**What you are asked to do**: Rewrite the entries below with every occurrence of "segment" replaced by "outline", leaving all other text unchanged.
━━━ Supplied entries ━━━
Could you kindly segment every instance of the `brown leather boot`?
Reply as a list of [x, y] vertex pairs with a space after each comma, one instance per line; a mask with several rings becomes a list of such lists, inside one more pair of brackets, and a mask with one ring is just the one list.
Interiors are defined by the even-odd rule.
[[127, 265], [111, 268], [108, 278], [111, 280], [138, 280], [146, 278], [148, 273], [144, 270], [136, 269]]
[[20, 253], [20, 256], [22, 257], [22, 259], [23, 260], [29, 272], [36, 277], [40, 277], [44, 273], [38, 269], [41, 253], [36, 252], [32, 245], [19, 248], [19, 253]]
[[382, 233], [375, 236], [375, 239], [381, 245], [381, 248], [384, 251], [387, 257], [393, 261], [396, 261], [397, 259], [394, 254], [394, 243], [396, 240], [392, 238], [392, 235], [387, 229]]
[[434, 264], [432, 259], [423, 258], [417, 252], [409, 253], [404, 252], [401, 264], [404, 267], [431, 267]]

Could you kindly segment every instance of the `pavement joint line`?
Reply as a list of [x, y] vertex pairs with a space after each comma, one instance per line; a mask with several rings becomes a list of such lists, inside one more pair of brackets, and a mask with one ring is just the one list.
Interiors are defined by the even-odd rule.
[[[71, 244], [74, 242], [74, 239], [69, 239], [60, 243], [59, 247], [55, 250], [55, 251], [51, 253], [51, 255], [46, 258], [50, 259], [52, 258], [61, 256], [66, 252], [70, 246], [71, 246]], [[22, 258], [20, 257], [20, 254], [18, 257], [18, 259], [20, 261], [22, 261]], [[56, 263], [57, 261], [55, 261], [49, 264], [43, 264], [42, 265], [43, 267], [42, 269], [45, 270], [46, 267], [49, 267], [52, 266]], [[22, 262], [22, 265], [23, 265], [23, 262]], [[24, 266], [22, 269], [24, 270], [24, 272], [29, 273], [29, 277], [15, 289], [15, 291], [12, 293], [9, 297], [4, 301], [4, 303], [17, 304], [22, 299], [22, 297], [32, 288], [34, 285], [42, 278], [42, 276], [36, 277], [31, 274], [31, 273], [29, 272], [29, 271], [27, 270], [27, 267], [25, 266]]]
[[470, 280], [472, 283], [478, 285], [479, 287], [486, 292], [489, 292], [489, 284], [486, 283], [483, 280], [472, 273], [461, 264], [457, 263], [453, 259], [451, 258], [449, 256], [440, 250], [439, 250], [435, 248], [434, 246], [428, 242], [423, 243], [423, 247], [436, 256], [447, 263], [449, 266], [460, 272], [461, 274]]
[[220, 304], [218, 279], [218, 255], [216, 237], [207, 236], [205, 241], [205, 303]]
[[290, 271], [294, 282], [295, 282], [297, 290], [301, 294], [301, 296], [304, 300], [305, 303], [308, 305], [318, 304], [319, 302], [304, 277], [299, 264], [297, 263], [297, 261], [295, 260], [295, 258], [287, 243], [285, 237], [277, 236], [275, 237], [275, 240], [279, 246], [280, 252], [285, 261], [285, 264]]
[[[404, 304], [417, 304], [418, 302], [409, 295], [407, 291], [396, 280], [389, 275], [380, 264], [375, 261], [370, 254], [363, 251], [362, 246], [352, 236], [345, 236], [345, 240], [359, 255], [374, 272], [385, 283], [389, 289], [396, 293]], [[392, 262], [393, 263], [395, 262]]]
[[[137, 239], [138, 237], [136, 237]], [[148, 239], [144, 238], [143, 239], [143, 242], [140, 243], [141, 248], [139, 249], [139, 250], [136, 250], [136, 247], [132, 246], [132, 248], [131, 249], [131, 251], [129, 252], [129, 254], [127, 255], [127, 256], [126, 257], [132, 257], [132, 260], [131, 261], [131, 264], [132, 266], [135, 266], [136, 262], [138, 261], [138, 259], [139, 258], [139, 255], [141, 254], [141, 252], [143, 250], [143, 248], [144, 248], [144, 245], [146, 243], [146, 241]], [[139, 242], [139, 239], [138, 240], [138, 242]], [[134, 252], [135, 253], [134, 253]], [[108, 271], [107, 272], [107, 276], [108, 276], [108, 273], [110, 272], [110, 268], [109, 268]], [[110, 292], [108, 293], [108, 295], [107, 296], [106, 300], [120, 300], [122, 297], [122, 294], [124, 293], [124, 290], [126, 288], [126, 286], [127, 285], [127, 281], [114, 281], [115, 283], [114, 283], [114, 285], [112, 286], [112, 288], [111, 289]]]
━━━
**Worked solution**:
Could you kindly outline every instance of the `brown leather boot`?
Reply as a list of [x, y] vertex pairs with a space after each comma, one instance per line; a mask with several rings becomes a list of such lists, inside one more pair of brackets, and a mask with one ring is just the one list.
Interiors are defined by the even-odd rule.
[[127, 265], [111, 268], [108, 278], [111, 280], [138, 280], [146, 278], [148, 273], [144, 270], [136, 269]]
[[20, 253], [20, 256], [22, 257], [22, 259], [23, 260], [29, 272], [36, 277], [40, 277], [44, 273], [38, 269], [41, 253], [36, 252], [32, 245], [19, 248], [19, 253]]
[[382, 233], [375, 236], [375, 239], [381, 245], [381, 248], [384, 251], [387, 257], [393, 261], [396, 261], [397, 259], [394, 254], [394, 243], [396, 240], [392, 238], [392, 235], [387, 229]]
[[434, 264], [432, 259], [423, 258], [417, 252], [409, 253], [404, 252], [401, 264], [404, 267], [431, 267]]

Could you kindly outline every instance of the `pavement joint line`?
Reply as a list of [x, y] vertex pairs with a space after each comma, one instance per line; a mask with several rings becomes a list of such lists, inside one more pair of brackets, and a mask with one ring is just the one list.
Interiors are defined by the even-odd rule.
[[[71, 244], [74, 242], [74, 239], [69, 239], [60, 243], [59, 247], [55, 250], [55, 251], [51, 253], [51, 255], [46, 258], [50, 259], [52, 258], [61, 256], [66, 252], [70, 246], [71, 246]], [[22, 258], [20, 257], [20, 254], [18, 257], [18, 259], [20, 261], [22, 261]], [[56, 263], [57, 261], [55, 261], [49, 264], [43, 264], [42, 265], [43, 267], [42, 269], [45, 270], [46, 267], [49, 267], [52, 266]], [[22, 262], [22, 265], [23, 265], [23, 262]], [[24, 266], [22, 269], [24, 270], [24, 272], [29, 273], [29, 277], [15, 289], [15, 291], [12, 293], [9, 297], [4, 301], [4, 303], [17, 304], [22, 299], [22, 297], [32, 288], [34, 285], [42, 278], [42, 276], [36, 277], [31, 274], [31, 273], [29, 272], [29, 271], [27, 270], [27, 267], [25, 266]]]
[[470, 280], [472, 283], [478, 285], [479, 287], [486, 292], [489, 292], [489, 284], [486, 283], [483, 280], [472, 273], [461, 264], [457, 263], [453, 259], [451, 258], [449, 256], [440, 250], [439, 250], [435, 248], [434, 246], [428, 242], [423, 243], [423, 247], [436, 256], [447, 263], [449, 266], [460, 272], [461, 274]]
[[220, 304], [218, 279], [218, 255], [216, 237], [207, 236], [205, 241], [205, 303]]
[[290, 271], [294, 282], [295, 282], [297, 290], [301, 294], [301, 296], [304, 300], [305, 303], [308, 305], [318, 304], [319, 302], [304, 277], [299, 264], [297, 263], [297, 261], [295, 260], [295, 258], [287, 243], [285, 237], [277, 236], [275, 237], [275, 240], [279, 246], [280, 252], [285, 261], [285, 264]]
[[[404, 304], [417, 304], [418, 302], [409, 295], [407, 291], [396, 280], [389, 275], [380, 264], [375, 261], [370, 254], [363, 251], [362, 246], [352, 236], [345, 236], [345, 240], [359, 255], [374, 272], [385, 283], [389, 289], [396, 293]], [[392, 262], [393, 263], [395, 262]]]
[[[137, 239], [138, 237], [136, 237]], [[148, 239], [144, 238], [143, 239], [143, 242], [140, 243], [141, 248], [139, 249], [139, 250], [136, 250], [136, 247], [132, 246], [132, 248], [131, 249], [131, 251], [129, 252], [129, 254], [127, 255], [127, 256], [126, 257], [132, 257], [132, 260], [131, 261], [131, 264], [132, 266], [135, 266], [136, 262], [138, 261], [138, 259], [139, 258], [139, 255], [141, 254], [141, 252], [143, 250], [143, 248], [144, 248], [144, 245], [146, 243], [146, 241]], [[139, 242], [139, 239], [138, 240], [138, 242]], [[134, 252], [135, 253], [134, 253]], [[108, 271], [107, 272], [107, 276], [108, 276], [108, 273], [110, 272], [110, 268], [109, 268]], [[110, 292], [108, 293], [108, 295], [107, 296], [106, 300], [120, 300], [122, 297], [122, 294], [124, 293], [124, 290], [126, 288], [126, 286], [127, 285], [127, 281], [114, 281], [115, 283], [114, 283], [114, 285], [112, 286], [112, 288], [111, 289]]]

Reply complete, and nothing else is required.